**SOURCE**
■ ■ ■
Alan Lovell
I first met Victor in the late 1950s when we were students at Oxford University. We were both members of a small group of film enthusiasts. The group arranged film viewings, organised discussions and invited filmmakers to talk about their work - activities that are commonplace now but certainly weren’t then. I didn’t know Victor well. We had our own circle of friends whose interest in the cinema came from different starting points. It’s significant that Movie emerged out of his circle, Universities & Left Review from mine.
I got to know him much better when he joined the British Film Institute’s Education Department in the mid-1960s. It was a tribute to Victor’s qualities that he got a post in the Department. He had a number of things working against him. When we advertised a post, we were surprised to receive his application because, while the Education Department wasn’t overtly hostile to Movie, it wasn’t particularly sympathetic either. And because it published Sight & Sound, the Institute wasn’t one of Movie’s favourites. To make matters worse for him, it wasn’t exactly an open competition for the job as we had a heavily favoured candidate in mind, Peter Wollen.
We did appoint Peter but we were so impressed by Victor that we decided we must find a way for him to join us. Since the Labour government of that period funded the Arts relatively generously, we were able to create another post and appoint Victor. He proved our assessment of his qualities to be more than accurate as he made valuable contributions to the Department’s work developing film education.
We were sad when he left us but pleased that he went to work at Bulmershe College of Education because it had been one of the pioneers of film education. In retrospect, I think it was a loss that Victor wasn’t around when the mix of semiology, psychoanalysis, Marxism and feminism had such an impact on the Education Department. The way he engaged with cinema and the clarity of his intelligence would have been enormously helpful in the development of those ideas. Unfortunately, an intemperate editorial in Screen a few years later attacked Victor and Movie and prevented the development of a dialogue that could have been productive for both sides.
From that period, I have three vivid but very different memories of Victor. The first is an odd one. When Victor worked at the Institute, he invariably disappeared at lunchtime, never giving any indication of where he was going. We wondered what he got up to: an assignation perhaps, or maybe meetings with Movie colleagues. An accidental sighting revealed a more surprising purpose. He spent his lunchtimes playing on the pinball machines in the amusement arcades that were a feature of Soho. I couldn’t then, and can’t now, fit together my sense of Victor’s personality with this passion.
My second memory is more predictable, made more poignant by Victor’s death. The reception for Victor and Tessa’s wedding was held at Tessa’s parents’ house, which was a rather splendid one with a garden that ran down to the Regent’s canal. On a beautiful summer day, it really felt that ‘the future lay ahead’ for both Victor and Tessa - and for many other people there.
(I imagine Victor found his father in law, the poet, John Pudney, particularly congenial. Pudney’s poem, For Johnny, very popular during the Second World War, was used very effectively in the film, The Way to the Stars. Pudney also stood as a Labour candidate in the 1945 election, an act that was repeated rather more successfully by Victor’s son, Toby, many years later).
My third memory is a professional one. In the late 1960s, the National Film Theatre organised a season of films directed by Nicholas Ray. Ray was present at the showing of most of these films, introducing them and responding to questions from the audience. He was a terrific presence, illuminating, funny, and fully engaging with the audience. Occasionally, he was asked questions about his films whose answers depended on details he’d forgotten. Whenever he couldn’t answer a question, he would yell out ‘Victor’ and Victor would emerge from the audience to provide the relevant information.
■ ■ ■
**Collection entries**
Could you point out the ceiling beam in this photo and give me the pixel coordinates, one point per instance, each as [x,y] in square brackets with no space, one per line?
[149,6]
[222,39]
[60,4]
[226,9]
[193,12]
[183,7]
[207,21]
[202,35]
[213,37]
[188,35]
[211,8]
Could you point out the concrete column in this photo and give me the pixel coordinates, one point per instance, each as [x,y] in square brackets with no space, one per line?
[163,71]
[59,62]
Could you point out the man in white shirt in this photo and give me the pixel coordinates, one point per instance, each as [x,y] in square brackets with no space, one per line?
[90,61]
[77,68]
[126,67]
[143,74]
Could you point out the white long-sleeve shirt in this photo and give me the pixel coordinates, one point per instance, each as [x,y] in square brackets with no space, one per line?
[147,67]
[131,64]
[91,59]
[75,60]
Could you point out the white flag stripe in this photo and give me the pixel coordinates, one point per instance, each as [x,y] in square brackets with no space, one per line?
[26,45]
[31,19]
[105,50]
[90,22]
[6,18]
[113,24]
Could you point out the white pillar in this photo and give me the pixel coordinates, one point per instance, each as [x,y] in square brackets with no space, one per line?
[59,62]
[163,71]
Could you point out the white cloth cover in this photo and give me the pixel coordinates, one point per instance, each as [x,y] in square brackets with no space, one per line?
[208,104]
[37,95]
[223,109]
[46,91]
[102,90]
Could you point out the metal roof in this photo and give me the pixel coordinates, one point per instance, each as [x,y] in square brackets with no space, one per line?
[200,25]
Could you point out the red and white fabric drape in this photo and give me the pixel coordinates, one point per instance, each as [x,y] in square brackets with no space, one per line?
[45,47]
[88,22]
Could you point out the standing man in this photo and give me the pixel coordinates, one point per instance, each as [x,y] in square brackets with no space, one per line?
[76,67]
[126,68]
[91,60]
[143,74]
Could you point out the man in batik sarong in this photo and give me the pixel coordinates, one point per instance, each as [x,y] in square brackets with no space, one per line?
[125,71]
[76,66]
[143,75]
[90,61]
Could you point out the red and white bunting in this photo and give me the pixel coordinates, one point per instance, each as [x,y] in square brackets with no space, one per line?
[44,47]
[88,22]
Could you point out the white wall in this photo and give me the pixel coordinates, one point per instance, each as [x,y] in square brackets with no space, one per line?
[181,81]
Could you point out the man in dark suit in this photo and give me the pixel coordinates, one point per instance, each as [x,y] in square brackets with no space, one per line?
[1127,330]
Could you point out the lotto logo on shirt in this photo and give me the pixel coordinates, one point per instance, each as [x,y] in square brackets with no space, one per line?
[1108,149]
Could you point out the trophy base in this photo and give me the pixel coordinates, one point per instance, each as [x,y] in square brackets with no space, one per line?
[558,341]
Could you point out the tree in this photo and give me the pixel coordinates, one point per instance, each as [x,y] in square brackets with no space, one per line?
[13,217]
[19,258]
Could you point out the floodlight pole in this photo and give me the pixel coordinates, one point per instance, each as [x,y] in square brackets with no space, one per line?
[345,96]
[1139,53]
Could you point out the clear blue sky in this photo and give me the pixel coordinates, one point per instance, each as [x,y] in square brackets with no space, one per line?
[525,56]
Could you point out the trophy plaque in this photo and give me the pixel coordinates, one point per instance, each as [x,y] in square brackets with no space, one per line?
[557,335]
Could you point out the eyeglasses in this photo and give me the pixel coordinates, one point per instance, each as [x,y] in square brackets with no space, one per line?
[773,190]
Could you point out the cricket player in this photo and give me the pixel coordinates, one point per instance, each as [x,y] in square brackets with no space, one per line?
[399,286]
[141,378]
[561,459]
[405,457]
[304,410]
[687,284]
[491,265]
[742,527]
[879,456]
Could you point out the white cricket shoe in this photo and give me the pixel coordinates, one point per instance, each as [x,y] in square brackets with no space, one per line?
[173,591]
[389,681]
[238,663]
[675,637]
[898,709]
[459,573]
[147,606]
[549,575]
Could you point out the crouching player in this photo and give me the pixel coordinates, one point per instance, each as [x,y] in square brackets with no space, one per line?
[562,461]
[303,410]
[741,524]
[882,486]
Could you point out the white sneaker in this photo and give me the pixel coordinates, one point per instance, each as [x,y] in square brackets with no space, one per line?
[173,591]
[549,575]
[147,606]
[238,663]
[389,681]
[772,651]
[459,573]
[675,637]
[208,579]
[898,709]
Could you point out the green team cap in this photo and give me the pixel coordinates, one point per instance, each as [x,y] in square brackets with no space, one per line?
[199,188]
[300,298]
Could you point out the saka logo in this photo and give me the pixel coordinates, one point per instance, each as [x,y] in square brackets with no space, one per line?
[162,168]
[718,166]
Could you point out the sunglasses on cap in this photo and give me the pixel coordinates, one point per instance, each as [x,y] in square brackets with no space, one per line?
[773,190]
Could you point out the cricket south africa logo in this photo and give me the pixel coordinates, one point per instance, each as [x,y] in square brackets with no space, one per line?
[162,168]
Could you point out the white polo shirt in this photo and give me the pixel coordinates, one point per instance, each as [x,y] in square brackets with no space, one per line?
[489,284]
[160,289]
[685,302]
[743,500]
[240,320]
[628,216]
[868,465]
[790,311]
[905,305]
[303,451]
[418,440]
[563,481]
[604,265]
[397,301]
■ ■ ■
**GOALS**
[1] Name every magazine or journal mentioned in the memoir.
[2] Output the section of the memoir that starts with the words containing "My third memory" and ends with "the relevant information.".
Nothing in the listing is needed.

**ANSWERS BY TASK**
[1]
Movie
Universities & Left Review
Sight & Sound
Screen

[2]
My third memory is a professional one. In the late 1960s, the National Film Theatre organised a season of films directed by Nicholas Ray. Ray was present at the showing of most of these films, introducing them and responding to questions from the audience. He was a terrific presence, illuminating, funny, and fully engaging with the audience. Occasionally, he was asked questions about his films whose answers depended on details he’d forgotten. Whenever he couldn’t answer a question, he would yell out ‘Victor’ and Victor would emerge from the audience to provide the relevant information.